── ITEMS ──

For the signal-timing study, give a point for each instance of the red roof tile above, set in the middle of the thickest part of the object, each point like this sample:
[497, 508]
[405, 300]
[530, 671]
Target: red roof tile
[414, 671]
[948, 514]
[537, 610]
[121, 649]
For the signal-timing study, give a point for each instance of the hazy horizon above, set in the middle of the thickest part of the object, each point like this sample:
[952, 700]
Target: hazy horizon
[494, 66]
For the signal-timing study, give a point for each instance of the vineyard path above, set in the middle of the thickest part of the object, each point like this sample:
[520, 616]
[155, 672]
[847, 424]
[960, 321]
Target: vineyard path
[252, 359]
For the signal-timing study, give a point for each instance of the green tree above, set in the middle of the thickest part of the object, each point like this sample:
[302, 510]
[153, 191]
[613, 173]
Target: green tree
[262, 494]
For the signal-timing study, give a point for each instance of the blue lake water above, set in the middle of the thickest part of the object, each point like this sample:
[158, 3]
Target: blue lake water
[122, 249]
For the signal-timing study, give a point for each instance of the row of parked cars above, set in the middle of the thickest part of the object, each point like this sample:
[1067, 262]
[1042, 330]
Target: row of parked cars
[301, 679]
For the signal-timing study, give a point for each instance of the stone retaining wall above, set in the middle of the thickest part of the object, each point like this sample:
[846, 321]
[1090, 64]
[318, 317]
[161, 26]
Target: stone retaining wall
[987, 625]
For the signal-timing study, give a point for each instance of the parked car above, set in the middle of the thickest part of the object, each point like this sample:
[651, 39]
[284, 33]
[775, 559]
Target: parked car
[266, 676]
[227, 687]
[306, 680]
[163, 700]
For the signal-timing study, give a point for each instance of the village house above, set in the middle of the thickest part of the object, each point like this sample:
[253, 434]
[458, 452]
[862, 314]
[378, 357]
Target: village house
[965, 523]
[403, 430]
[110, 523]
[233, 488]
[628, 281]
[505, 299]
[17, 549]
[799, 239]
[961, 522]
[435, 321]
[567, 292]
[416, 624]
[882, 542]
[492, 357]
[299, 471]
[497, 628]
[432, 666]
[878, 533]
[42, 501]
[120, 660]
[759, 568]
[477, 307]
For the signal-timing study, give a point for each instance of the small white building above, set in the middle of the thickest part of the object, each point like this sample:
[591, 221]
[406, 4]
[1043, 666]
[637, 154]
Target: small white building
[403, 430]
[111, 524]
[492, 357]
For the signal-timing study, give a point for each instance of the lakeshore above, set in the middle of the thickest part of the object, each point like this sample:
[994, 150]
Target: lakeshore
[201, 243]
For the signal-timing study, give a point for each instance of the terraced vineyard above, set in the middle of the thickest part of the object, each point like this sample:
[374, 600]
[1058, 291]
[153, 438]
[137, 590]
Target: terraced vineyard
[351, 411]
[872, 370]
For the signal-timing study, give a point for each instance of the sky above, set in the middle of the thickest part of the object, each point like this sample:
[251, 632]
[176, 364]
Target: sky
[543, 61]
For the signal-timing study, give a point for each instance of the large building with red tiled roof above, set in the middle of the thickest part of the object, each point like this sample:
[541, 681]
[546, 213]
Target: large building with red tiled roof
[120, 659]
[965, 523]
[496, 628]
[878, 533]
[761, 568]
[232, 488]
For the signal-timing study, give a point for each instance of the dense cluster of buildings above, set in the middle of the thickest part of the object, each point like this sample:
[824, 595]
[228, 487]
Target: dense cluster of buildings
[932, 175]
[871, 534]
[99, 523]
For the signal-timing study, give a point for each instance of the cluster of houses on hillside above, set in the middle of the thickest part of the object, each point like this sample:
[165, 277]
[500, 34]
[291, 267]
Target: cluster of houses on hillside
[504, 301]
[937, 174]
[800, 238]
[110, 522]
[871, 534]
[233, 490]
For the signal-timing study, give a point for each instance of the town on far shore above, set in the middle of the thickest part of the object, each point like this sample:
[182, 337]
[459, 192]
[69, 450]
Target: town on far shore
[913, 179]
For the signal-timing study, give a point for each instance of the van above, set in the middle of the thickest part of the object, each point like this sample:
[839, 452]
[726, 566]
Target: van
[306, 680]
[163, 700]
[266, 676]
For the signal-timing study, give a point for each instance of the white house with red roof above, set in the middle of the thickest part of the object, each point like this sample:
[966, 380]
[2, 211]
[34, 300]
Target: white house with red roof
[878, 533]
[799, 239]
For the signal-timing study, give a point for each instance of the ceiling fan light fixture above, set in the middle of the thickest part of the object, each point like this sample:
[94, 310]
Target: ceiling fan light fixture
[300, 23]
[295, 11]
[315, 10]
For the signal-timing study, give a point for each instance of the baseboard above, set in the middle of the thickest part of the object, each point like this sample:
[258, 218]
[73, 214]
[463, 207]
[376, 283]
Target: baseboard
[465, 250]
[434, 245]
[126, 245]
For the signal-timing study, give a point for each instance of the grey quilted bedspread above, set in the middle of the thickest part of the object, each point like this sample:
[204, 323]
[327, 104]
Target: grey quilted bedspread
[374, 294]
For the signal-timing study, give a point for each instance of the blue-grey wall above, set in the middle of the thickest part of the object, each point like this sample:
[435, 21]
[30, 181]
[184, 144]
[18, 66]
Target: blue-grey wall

───

_WHAT IS BEING ASKED_
Edit the items above so that every "signal-timing study" becomes "street-scene survey", and leave everything else as it is.

_WRITTEN SOLUTION_
For the street-scene survey, give a point for each instance of the red roof tile above, set in the middle of the thickest part of the object, each point like this sample:
[497, 508]
[405, 300]
[530, 671]
Target: red roof tile
[414, 671]
[948, 514]
[537, 610]
[121, 649]
For the street-scene survey, give a point for each instance of the hazy horizon above, set in the middle of the thickest part of the object, each point like this sample:
[952, 700]
Target: hazy horizon
[494, 66]
For the street-scene survey, give a point for each instance of the vineyard path above, set in the middle of the thickest part of the object, each point like this sample:
[520, 616]
[155, 672]
[847, 424]
[960, 321]
Target: vineyard path
[252, 359]
For the street-scene survey, give a point for each instance of the green tree above, set in the middle of the thickest part of the object, each point like this sample:
[302, 510]
[153, 191]
[613, 173]
Target: green tree
[262, 494]
For the street-scene survey, give a point for each instance of the blue lake water above, set in the middle of the thickest part of the object, each point like this sample:
[158, 3]
Target: blue lake water
[122, 249]
For the street-scene survey, give a point for each instance of the row of parked cars above, set in the middle of the thickest part of the object, each point like this sample:
[1067, 262]
[1042, 330]
Target: row of parked cars
[301, 679]
For the street-scene survey, give a point for each instance of the stone retaining wall above, set in the middle of the thickest part of the object, each point like this sample:
[846, 321]
[1090, 64]
[318, 317]
[161, 26]
Target: stone retaining wall
[987, 625]
For the street-scene survey, give a point for each instance of the parked car above, set in the middle of the thickest part of the object, each point like this sample:
[651, 39]
[284, 33]
[775, 559]
Target: parked car
[266, 676]
[227, 687]
[306, 680]
[163, 700]
For the street-scene survey, give a point for each instance of the village house above, set in the middle of the thickest part of the object, each point like this sample:
[253, 434]
[458, 452]
[862, 314]
[378, 357]
Target: village house
[965, 523]
[403, 430]
[110, 523]
[233, 488]
[628, 281]
[505, 299]
[17, 549]
[799, 239]
[961, 522]
[435, 321]
[567, 292]
[416, 624]
[882, 542]
[492, 357]
[299, 471]
[497, 628]
[432, 666]
[878, 533]
[42, 501]
[120, 660]
[759, 568]
[477, 307]
For the street-scene survey, give a point for each instance of the small white building above, set in the middle of the thickest part of the object, each point like this sample:
[591, 221]
[406, 4]
[1043, 666]
[637, 154]
Target: small white building
[403, 430]
[111, 524]
[492, 357]
For the street-scene survey, give a point for each instance of the lakeshore above, set in the middle of the thickest part of the object, each point like this sample:
[994, 150]
Target: lakeshore
[201, 243]
For the street-scene survey, give a point for each instance of the terraced vineyard above, set in the middle of the thickest part of the object, each point like this sample:
[374, 600]
[1058, 291]
[153, 438]
[137, 590]
Target: terraced vineyard
[351, 411]
[872, 370]
For the street-scene survey, give a point for each instance of the sky above, set in the middle of the thickest part of the object, each point like this sample:
[251, 632]
[176, 364]
Target: sky
[543, 61]
For the street-scene survey, give a point for each instance of the large building with red tiled roof above, set in the middle of the thickest part of the object, each point like this sample:
[541, 681]
[546, 213]
Target: large building with red tiled roof
[120, 659]
[965, 523]
[496, 628]
[878, 533]
[761, 568]
[232, 488]
For the street-scene survey, give a point for each instance of the dense cluster of buildings above, set in the middle of the thickest part of the object, each point like this sample:
[824, 595]
[228, 487]
Target: dense cluster of buildings
[932, 175]
[871, 534]
[99, 523]
For the street-scene survey, give a point for each instance of the cluster of houses on hillside above, set in the middle of the thickest part of the object, each point like this sample:
[165, 277]
[500, 34]
[291, 267]
Target: cluster of houses on hillside
[504, 301]
[937, 174]
[800, 238]
[110, 522]
[871, 534]
[233, 490]
For the street-scene survey, give a point for each instance of the town on far shore above, set in the middle of the thickest part of the object, each point like this sample:
[182, 337]
[459, 192]
[69, 450]
Target: town on far shore
[913, 179]
For the street-scene survey, give a point for each instance of the van above, set in the middle of the thickest part of the object, each point like this sample:
[839, 452]
[726, 566]
Target: van
[306, 680]
[163, 700]
[266, 676]
For the street-scene survey, give a point for each instance of the white house with red roof above, set in the middle of the thickest part of the object, each point like this sample:
[966, 380]
[2, 211]
[34, 300]
Target: white house with red roof
[878, 533]
[799, 239]
For the street-scene survey, give a point for each instance of the ceiling fan light fixture above, set in the middle of the thickest part of the object, each point like this sample:
[94, 310]
Target: ceiling fan light fixture
[300, 23]
[295, 11]
[315, 10]
For the street-scene survey, give a point for each instance of the baseboard above, set in the middle of the thickest part of the object, each point like this sample:
[258, 218]
[73, 214]
[463, 207]
[376, 283]
Target: baseboard
[465, 250]
[434, 245]
[126, 245]
For the street-scene survey, give a point for each instance of the grey quilted bedspread above, set in the middle of the thickest part of the object, each point like this sample:
[204, 323]
[327, 104]
Target: grey quilted bedspread
[374, 294]
For the street-scene survey, give a point for each instance of the blue-grey wall above, set in the middle of the thickest part of the object, each point like this sample:
[435, 21]
[30, 181]
[184, 144]
[18, 66]
Target: blue-grey wall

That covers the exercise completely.